#### What you have to do
Please pick out and copy every line below that contains the string "small". Case counts.

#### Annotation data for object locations

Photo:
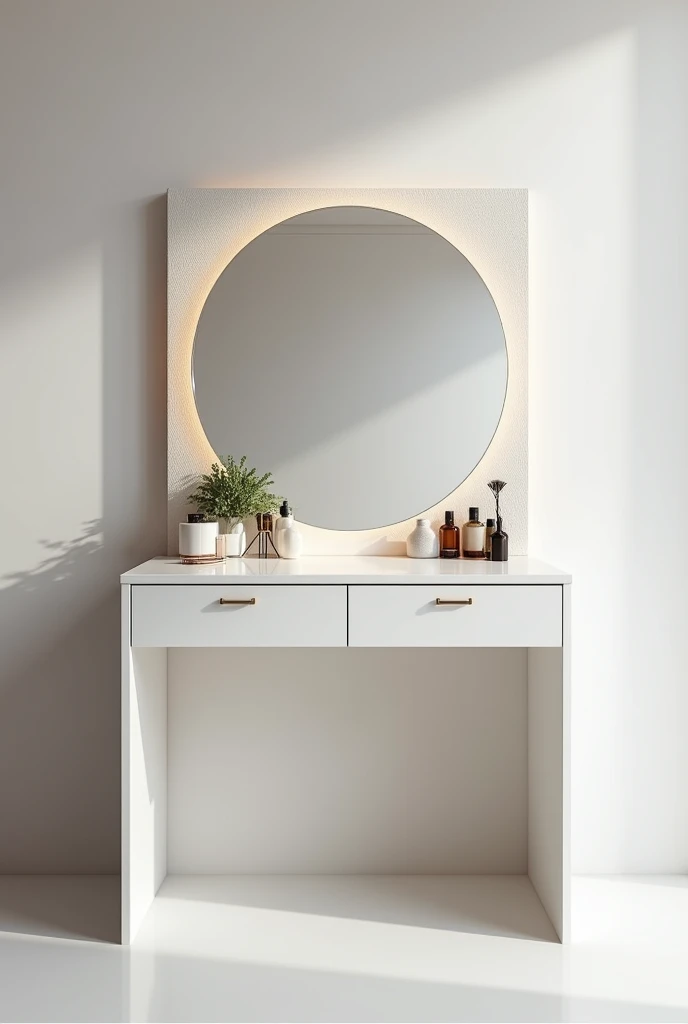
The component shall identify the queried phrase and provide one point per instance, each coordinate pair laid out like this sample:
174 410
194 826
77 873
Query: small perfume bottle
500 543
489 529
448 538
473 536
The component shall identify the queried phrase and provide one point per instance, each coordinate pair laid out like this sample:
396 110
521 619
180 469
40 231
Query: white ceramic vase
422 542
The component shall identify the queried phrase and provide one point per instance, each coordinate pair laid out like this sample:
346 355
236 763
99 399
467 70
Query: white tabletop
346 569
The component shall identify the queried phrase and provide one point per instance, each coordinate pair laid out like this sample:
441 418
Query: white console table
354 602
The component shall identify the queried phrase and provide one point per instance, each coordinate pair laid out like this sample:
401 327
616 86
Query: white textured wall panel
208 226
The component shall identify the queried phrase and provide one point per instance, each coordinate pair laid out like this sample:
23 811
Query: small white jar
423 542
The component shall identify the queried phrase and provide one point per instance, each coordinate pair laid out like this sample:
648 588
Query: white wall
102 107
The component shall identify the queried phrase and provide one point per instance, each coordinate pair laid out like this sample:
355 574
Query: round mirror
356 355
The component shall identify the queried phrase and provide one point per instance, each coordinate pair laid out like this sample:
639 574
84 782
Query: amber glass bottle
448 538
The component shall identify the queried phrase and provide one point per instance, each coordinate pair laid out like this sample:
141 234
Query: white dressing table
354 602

==

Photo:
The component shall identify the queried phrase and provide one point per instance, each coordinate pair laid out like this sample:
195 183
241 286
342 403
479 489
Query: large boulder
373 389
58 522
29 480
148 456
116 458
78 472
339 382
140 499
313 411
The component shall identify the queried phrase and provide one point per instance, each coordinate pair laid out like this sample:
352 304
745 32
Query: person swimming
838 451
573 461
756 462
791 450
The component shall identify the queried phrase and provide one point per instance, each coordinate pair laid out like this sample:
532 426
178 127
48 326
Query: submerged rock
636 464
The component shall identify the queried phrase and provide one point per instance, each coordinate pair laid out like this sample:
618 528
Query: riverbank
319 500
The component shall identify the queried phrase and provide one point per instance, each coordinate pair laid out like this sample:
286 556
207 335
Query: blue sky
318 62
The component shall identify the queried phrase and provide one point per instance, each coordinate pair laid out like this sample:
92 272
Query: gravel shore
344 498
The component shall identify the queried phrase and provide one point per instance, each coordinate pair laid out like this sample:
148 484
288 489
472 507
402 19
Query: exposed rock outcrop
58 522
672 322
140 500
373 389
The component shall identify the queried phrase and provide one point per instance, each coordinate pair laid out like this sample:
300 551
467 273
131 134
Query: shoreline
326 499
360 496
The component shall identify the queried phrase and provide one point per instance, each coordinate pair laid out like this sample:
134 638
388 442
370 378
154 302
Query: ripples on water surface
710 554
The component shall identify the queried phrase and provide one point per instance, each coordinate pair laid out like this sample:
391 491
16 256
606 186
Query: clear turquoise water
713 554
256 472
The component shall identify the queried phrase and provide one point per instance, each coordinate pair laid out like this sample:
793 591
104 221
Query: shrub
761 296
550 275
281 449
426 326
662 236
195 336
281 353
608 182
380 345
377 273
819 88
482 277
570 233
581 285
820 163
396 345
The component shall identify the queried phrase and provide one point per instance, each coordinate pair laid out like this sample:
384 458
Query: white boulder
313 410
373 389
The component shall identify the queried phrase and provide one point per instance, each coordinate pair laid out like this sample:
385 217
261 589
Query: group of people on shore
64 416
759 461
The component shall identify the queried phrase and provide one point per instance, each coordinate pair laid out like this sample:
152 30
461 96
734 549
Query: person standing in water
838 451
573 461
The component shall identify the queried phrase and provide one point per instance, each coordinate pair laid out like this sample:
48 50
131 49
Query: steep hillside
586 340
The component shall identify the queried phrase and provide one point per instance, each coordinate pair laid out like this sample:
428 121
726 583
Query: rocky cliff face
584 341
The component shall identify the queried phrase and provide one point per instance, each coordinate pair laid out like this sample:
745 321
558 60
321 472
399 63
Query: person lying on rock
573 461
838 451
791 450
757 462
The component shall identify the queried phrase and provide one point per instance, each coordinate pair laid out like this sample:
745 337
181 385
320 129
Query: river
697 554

#### Written solution
Query: small perfume bottle
Query: small white jar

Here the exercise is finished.